— Start of EXTRACTED TEXT —
In the proof of Lemma 6.1 below we will use that (5.1) holds in an appropriate weak sense on cross sections \(\lambda =\) constant. Indeed, let \(\lambda \in (a,b)\) and let \(\epsilon <\min (\lambda -a,b-\lambda )\). Set \(\varphi _\epsilon (\sigma )=\epsilon ^{-1}\varphi (\sigma /\epsilon )\) where \(\varphi \in C_0^\infty (-1/2,1/2)\), \(0\le \varphi \), \(\int \varphi \, d\sigma =1\). We let \(\phi _{\lambda ,\epsilon }(x,t, \sigma )=\psi (x,t)\varphi _\epsilon (\sigma )\) where \(\psi \in C_0^\infty (\mathbb R^{n+1},\mathbb C)\). Then, by the notion of weak solutions we have

$$\begin{aligned}&\int _{\mathbb R^{n+2}} \left( A_{||}(x)\nabla _{||} u(x,t, \sigma )\cdot \nabla _{||}\overline{\phi _{\lambda ,\epsilon }(x,t, \sigma )}-u(x,t, \sigma )\partial _t\overline{\phi _{\lambda ,\epsilon }(x,t, \sigma )}\right) \, dxdtd\sigma \nonumber \\&\quad =\sum _{j=1}^{n+1}\int _{\mathbb R^{n+2}} A_{n+1,j}(x)\partial _{x_j}\partial _\lambda u(x,t, \sigma )\overline{\phi _{\lambda ,\epsilon }(x,t, \sigma )}\, dxdtd\sigma \nonumber \\&\quad \quad -\,\sum _{i=1}^{n}\int _{\mathbb R^{n+2}} A_{i,n+1}(x)\partial _\lambda u(x,t, \sigma )\partial _{x_i}\overline{\phi _{\lambda ,\epsilon }(x,t, \sigma )}\, dxdtd\sigma . \end{aligned}$$
(5.2)
— End of EXTRACTED TEXT —
◆ TASK PROMPT: In the excerpt on weak solutions, on which sets is (5.1) said to hold in an appropriate weak sense?
— Start of PROVIDED RECORDS —
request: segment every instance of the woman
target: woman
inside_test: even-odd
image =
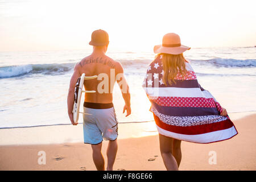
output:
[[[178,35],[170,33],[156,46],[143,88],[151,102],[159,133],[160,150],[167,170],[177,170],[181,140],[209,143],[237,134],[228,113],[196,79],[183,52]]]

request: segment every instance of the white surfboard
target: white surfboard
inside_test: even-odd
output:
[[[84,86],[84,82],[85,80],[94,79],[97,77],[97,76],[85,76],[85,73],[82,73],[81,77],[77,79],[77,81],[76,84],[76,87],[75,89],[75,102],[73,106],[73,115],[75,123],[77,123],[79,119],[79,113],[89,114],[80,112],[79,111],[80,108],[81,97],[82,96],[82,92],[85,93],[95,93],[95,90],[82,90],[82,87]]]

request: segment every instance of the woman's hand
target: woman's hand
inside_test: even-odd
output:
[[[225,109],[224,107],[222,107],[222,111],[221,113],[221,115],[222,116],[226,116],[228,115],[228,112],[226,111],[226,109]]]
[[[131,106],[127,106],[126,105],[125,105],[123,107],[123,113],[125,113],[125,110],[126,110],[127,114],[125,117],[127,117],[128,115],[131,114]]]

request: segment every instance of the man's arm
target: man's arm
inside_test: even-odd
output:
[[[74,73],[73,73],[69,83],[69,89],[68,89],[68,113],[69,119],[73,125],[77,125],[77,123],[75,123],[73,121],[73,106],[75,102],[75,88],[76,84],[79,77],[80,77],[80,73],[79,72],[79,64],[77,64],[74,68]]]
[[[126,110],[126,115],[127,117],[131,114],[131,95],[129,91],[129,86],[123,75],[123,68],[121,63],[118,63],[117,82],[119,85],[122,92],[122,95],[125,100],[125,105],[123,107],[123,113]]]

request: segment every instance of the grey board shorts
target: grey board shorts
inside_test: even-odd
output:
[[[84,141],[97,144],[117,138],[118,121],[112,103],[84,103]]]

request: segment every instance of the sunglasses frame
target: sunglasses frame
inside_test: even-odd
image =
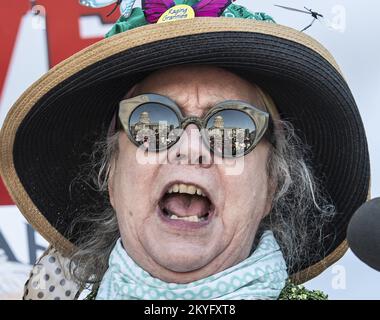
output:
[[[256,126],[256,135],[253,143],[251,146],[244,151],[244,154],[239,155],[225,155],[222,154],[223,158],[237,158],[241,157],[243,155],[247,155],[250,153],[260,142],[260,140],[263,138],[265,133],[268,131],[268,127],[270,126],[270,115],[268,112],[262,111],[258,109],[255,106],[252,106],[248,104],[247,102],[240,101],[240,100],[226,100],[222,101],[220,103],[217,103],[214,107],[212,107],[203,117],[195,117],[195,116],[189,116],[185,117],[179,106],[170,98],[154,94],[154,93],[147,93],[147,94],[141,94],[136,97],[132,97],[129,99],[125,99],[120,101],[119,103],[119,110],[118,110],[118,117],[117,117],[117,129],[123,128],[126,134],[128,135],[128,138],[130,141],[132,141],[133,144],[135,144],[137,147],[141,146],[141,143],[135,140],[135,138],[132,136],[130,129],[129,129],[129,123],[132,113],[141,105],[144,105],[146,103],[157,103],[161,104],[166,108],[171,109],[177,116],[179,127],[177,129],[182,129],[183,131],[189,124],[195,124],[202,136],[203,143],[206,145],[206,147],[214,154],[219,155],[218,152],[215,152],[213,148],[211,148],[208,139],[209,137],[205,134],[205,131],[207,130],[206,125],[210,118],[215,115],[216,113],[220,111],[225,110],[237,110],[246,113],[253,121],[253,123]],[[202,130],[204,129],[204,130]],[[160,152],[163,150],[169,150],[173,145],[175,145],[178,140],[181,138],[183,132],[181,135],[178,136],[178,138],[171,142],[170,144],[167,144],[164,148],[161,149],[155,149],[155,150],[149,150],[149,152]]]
— End of PROVIDED RECORDS —
— Start of PROVIDED RECORDS —
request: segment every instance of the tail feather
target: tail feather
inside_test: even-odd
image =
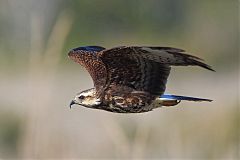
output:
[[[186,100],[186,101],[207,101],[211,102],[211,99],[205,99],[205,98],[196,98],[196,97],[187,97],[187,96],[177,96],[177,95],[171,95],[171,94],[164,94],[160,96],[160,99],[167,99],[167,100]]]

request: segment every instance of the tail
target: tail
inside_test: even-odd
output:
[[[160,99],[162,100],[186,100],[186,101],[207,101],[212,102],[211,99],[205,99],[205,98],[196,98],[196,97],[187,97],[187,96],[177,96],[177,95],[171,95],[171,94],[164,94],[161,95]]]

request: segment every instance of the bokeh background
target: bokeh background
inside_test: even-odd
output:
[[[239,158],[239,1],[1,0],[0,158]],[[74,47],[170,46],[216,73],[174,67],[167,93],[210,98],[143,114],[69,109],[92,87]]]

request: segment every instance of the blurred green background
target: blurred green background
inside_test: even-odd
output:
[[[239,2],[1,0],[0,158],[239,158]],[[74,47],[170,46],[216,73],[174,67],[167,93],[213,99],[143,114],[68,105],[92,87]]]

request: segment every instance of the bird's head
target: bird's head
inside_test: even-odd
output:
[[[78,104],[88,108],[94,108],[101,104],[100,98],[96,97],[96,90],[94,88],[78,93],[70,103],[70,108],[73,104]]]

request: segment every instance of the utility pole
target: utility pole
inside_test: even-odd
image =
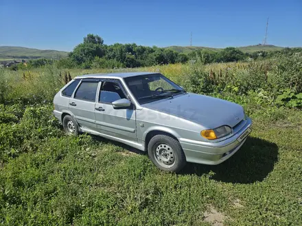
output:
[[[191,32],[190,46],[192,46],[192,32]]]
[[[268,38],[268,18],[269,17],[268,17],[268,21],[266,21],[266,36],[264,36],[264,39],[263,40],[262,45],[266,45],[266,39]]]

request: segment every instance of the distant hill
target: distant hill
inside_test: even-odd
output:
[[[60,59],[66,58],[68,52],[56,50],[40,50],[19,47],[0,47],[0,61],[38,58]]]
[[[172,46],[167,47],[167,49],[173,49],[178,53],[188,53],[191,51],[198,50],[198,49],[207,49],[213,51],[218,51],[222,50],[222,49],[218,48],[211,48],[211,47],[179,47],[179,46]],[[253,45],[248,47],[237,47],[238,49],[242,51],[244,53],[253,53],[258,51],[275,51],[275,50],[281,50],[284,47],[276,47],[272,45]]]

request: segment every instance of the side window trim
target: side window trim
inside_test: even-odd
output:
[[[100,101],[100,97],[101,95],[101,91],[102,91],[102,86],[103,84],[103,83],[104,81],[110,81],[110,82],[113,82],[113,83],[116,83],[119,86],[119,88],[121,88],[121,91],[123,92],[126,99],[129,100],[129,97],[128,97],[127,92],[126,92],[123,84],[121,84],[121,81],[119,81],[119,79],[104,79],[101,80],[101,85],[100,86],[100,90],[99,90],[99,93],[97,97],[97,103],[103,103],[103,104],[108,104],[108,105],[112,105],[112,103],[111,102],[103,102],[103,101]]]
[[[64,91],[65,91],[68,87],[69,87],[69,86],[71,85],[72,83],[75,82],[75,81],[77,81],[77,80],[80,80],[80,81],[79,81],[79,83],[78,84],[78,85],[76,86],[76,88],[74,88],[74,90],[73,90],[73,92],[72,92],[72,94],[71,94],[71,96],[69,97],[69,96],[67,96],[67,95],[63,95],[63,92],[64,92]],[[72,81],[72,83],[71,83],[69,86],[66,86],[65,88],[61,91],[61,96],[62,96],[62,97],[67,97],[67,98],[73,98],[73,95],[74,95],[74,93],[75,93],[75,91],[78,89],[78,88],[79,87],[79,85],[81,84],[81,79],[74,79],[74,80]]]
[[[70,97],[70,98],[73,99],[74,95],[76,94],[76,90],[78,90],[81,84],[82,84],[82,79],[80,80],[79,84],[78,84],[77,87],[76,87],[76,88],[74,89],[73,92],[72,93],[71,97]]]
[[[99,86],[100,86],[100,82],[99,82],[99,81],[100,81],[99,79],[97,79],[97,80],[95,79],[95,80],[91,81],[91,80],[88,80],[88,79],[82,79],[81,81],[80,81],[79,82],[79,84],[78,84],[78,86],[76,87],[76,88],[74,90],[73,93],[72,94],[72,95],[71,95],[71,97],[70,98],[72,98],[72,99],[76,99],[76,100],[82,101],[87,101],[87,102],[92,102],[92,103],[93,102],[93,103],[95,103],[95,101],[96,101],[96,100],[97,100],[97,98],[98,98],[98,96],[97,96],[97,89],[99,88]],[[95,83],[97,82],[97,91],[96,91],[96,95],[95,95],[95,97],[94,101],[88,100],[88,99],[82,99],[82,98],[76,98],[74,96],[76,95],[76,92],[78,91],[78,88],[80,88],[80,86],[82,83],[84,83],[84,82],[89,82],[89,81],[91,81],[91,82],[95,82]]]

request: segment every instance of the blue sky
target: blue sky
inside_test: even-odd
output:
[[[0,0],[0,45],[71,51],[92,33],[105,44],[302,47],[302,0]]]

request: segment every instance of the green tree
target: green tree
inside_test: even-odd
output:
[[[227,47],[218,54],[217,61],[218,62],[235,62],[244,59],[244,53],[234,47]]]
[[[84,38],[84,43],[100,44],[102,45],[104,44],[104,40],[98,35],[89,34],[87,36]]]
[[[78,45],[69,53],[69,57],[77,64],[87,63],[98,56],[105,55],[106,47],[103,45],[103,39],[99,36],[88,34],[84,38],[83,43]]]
— End of PROVIDED RECORDS —
— Start of PROVIDED RECORDS —
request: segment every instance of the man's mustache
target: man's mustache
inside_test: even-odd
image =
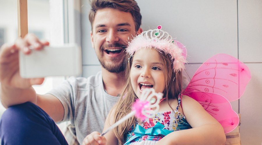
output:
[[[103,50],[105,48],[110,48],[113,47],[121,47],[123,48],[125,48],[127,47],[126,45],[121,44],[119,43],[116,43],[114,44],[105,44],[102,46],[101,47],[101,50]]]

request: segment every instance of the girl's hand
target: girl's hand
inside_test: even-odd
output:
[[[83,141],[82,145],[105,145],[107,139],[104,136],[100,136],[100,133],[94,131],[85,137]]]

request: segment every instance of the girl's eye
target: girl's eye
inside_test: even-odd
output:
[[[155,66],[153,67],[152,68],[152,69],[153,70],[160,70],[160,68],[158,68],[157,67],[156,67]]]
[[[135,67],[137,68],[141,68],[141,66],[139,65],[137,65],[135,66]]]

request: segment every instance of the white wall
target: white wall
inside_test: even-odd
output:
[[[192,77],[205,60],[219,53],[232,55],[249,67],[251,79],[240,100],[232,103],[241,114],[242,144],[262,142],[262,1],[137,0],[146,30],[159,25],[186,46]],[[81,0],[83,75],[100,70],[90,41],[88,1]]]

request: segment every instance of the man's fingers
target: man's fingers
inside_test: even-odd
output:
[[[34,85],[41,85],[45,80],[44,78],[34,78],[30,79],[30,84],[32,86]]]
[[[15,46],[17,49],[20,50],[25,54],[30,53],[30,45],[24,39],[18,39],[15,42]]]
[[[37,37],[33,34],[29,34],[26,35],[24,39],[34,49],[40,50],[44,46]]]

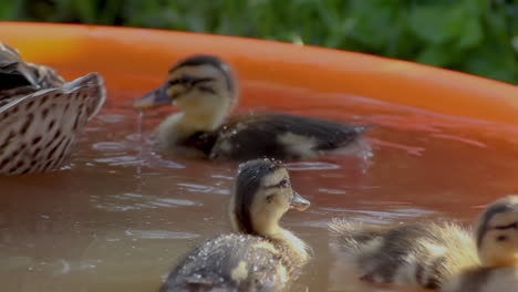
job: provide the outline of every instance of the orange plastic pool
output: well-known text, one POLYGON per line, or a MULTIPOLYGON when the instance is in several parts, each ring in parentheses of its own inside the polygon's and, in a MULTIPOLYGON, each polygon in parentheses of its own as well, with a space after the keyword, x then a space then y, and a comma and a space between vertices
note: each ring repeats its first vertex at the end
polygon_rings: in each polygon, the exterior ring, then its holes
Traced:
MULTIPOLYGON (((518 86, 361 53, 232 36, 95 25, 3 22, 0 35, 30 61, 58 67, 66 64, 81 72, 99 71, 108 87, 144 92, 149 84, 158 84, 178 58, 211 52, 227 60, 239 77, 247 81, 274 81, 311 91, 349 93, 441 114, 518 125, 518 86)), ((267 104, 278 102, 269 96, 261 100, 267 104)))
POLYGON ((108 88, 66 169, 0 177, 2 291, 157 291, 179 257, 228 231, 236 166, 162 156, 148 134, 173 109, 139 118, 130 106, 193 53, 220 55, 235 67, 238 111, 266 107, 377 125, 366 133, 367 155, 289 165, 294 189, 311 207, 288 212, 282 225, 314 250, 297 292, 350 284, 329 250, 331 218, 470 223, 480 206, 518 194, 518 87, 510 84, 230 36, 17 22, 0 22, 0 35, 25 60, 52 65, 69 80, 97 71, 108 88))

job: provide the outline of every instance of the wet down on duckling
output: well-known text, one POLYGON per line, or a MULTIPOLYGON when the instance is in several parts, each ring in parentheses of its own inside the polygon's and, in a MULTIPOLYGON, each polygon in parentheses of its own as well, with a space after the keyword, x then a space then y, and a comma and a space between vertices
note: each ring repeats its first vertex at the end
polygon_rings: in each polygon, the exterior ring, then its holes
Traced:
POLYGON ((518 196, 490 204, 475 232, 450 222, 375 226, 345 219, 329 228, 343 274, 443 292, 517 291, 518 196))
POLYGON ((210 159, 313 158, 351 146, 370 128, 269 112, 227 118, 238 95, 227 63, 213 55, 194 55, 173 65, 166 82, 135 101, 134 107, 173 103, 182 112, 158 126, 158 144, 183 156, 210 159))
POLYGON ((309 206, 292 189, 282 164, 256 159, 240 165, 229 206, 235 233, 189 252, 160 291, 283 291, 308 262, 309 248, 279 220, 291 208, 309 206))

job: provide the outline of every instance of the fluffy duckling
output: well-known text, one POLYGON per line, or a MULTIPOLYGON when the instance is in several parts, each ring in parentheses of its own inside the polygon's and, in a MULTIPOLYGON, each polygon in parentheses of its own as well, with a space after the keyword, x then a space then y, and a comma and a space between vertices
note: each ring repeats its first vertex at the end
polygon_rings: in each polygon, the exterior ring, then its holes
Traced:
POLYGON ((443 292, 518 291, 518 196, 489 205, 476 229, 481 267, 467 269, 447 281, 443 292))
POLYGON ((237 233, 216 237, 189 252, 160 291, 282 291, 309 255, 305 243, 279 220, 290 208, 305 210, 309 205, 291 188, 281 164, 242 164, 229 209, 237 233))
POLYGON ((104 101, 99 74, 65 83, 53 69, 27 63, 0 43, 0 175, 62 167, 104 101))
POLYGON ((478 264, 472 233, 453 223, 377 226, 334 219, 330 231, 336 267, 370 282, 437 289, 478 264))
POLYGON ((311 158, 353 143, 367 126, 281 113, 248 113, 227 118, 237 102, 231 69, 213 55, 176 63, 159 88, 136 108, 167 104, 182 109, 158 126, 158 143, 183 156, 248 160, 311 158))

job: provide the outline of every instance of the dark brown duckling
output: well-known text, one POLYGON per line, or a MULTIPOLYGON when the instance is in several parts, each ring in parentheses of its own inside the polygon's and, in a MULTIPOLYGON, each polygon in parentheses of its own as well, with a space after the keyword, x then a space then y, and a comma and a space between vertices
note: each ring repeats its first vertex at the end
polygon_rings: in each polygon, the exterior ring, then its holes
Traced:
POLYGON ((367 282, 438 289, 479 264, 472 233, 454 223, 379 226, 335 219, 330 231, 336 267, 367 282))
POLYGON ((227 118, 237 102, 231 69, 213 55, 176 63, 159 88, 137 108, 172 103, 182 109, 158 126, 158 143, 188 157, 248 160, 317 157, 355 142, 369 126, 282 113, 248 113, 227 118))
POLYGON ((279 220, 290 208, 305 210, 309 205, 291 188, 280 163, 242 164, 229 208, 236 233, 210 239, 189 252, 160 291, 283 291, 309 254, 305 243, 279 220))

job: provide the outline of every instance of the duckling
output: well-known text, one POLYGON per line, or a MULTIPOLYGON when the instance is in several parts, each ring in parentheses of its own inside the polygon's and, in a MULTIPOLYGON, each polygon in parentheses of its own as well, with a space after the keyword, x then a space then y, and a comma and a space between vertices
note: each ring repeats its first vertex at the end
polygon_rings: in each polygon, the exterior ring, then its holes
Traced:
— End of PROVIDED RECORDS —
◆ ANSWER FOR THIS EXERCISE: On cross sections where λ is constant.